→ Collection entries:
BEGIN

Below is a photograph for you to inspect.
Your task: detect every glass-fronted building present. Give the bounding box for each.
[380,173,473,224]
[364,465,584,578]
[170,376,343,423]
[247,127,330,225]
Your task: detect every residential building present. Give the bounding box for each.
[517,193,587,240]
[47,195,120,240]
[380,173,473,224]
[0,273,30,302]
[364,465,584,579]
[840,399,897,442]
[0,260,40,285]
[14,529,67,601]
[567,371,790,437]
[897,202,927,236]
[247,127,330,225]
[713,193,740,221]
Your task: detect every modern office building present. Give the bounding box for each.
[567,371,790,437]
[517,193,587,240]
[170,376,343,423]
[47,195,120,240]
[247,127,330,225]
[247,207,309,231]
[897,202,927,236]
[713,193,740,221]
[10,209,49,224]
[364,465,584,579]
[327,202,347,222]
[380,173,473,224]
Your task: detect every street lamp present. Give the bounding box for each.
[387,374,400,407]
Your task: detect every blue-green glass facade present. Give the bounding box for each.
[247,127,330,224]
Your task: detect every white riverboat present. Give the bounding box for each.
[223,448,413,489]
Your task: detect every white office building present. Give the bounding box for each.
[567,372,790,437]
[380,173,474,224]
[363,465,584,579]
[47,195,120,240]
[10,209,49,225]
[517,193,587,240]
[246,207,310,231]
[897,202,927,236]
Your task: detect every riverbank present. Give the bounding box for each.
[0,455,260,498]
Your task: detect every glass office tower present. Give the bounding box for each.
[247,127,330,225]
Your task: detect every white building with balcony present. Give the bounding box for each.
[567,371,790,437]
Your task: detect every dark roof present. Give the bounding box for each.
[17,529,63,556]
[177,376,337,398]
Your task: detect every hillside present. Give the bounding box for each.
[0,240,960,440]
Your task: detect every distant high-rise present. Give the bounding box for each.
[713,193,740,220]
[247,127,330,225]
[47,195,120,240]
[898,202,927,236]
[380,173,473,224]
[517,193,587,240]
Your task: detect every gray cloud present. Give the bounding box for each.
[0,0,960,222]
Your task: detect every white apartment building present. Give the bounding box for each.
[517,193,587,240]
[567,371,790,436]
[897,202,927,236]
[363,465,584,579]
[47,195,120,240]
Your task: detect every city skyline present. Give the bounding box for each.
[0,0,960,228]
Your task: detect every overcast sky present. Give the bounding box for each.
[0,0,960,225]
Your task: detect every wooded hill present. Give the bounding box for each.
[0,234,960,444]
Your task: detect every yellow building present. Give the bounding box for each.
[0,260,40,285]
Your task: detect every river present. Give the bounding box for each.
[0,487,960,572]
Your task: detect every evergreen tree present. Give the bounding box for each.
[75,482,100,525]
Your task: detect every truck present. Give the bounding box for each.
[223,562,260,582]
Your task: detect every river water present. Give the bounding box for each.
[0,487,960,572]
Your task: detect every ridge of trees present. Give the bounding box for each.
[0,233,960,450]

END

→ TASK GOAL: Rescale the lines from the start through the line containing "[223,448,413,489]", both included, and repeat every one of them. Multiply each bounding-box coordinate by 2.55 and round it to a whole number with halves rounded up, leaving all other text unchanged.

→ THE COMPLETED TASK:
Below is a photograph for you to inspect.
Your task: detect every glass-fronted building present. Give the bounding box for each.
[969,441,1206,571]
[928,1186,1489,1474]
[434,959,875,1079]
[630,324,842,574]
Your task: detect every residential building present. Give the bounding box for each.
[1318,492,1497,612]
[120,497,306,612]
[969,441,1206,571]
[0,696,77,770]
[928,1186,1489,1476]
[2142,1017,2287,1127]
[0,663,102,727]
[36,1349,171,1533]
[1446,946,2015,1114]
[2287,515,2364,602]
[630,324,842,574]
[1818,492,1887,564]
Your task: detect every modern office building present. Give the bounding box for each.
[1446,946,2015,1114]
[1318,492,1497,612]
[434,959,875,1079]
[120,497,306,612]
[630,324,842,574]
[630,528,788,589]
[2287,515,2364,602]
[1818,492,1887,564]
[26,533,125,571]
[928,1186,1489,1476]
[834,515,885,566]
[969,441,1206,571]
Your task: detect every street lamp present. Give the bounding box for each.
[987,954,1020,1038]
Your task: detect every blue-green glass facade present. Give the bounding box for each.
[630,324,842,571]
Your task: detect every white riverboat present. Give the bounding box for each.
[569,1142,1053,1247]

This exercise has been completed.